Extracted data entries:
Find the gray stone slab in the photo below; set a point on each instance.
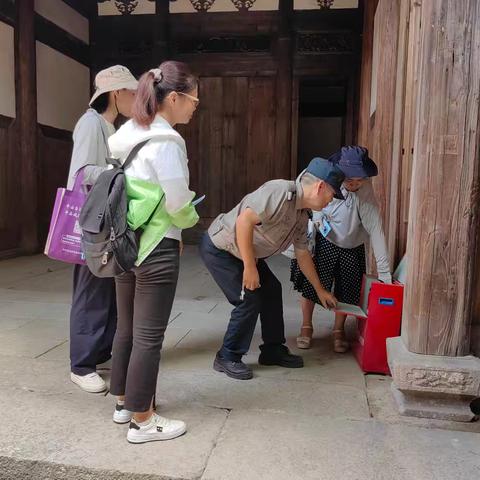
(50, 419)
(262, 394)
(12, 323)
(20, 295)
(35, 310)
(19, 269)
(275, 446)
(383, 408)
(34, 338)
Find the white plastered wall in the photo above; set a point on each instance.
(65, 17)
(63, 88)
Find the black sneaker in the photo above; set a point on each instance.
(237, 370)
(279, 355)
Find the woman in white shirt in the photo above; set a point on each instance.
(159, 207)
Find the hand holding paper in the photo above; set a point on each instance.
(198, 200)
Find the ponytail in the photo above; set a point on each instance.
(156, 84)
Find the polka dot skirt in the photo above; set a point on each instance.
(340, 268)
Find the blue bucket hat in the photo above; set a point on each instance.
(328, 172)
(355, 162)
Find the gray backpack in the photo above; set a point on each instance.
(108, 243)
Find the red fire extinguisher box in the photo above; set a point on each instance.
(382, 304)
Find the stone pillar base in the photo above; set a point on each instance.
(430, 386)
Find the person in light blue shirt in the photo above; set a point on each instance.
(342, 229)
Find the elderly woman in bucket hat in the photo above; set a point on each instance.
(342, 228)
(93, 317)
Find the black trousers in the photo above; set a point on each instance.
(144, 299)
(266, 301)
(93, 320)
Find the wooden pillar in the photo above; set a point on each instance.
(284, 54)
(161, 32)
(433, 374)
(26, 90)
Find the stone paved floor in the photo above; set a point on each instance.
(322, 422)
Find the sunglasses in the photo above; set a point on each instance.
(195, 100)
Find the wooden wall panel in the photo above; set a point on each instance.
(444, 218)
(10, 201)
(235, 132)
(261, 132)
(377, 131)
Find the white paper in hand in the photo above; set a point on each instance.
(198, 200)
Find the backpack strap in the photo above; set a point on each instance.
(133, 153)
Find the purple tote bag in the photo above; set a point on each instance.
(64, 235)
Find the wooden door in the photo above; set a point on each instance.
(231, 141)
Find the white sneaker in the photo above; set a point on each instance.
(121, 414)
(91, 383)
(159, 428)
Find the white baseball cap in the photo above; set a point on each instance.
(113, 78)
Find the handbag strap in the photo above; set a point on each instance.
(133, 154)
(78, 184)
(105, 139)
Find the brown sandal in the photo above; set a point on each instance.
(305, 342)
(340, 345)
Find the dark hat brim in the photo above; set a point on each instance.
(367, 169)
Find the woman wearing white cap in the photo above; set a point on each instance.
(93, 316)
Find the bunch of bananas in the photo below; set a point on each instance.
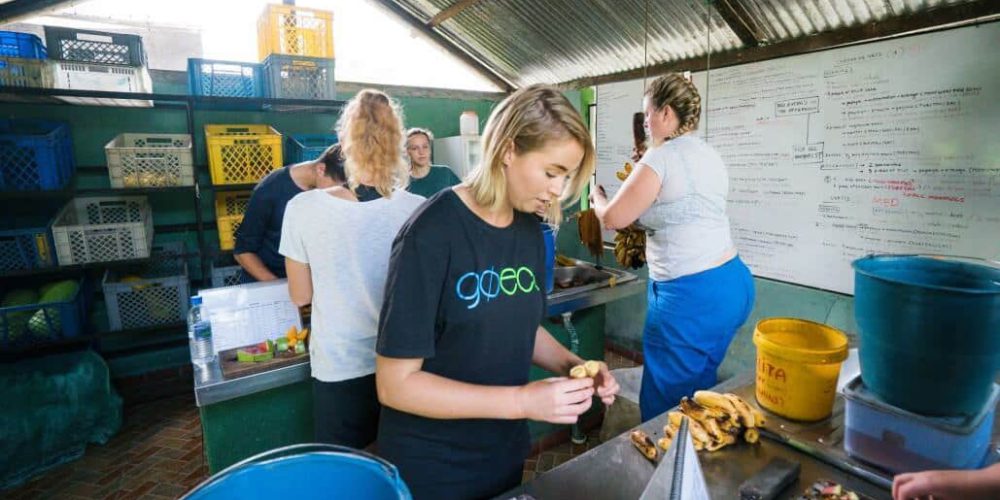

Exercise
Pictures stay out of this copy. Retype exactly the lines from the one with "Find the stone paved" through the last line of the data, both ends included, and nothing more.

Solution
Find the stone paved floor in the photo above; set a point on each instance.
(322, 422)
Find the sunglasses in the photo above; set a point on each instance.
(195, 100)
Find the wooden wall panel in the photo above; set a point on each instance.
(444, 218)
(10, 201)
(235, 132)
(261, 132)
(377, 131)
Find the white paper in hand in the photo above; set a point on each instance.
(198, 200)
Find the backpack strap in the photo above; set a point on each instance.
(133, 153)
Find the purple tote bag in the photo above; set a point on each instance.
(64, 235)
Find the wooden door in the photo above; set a point on each instance.
(231, 141)
Find the white sneaker in the photo above; set a point on each instance.
(121, 414)
(91, 383)
(159, 428)
Find the white baseball cap in the photo above; set a point on each instance.
(113, 78)
Find the handbag strap in the photo above; set a point on each instance.
(133, 154)
(78, 184)
(105, 139)
Find the brown sandal in the photo above; set a point on each instance.
(305, 342)
(340, 345)
Find the dark hat brim in the photo above; set a point on each instance.
(367, 169)
Find the woman wearing white cap in the photo above; set a point on each instance.
(93, 316)
Find the bunch of bananas in the photo below; set a point on each instance.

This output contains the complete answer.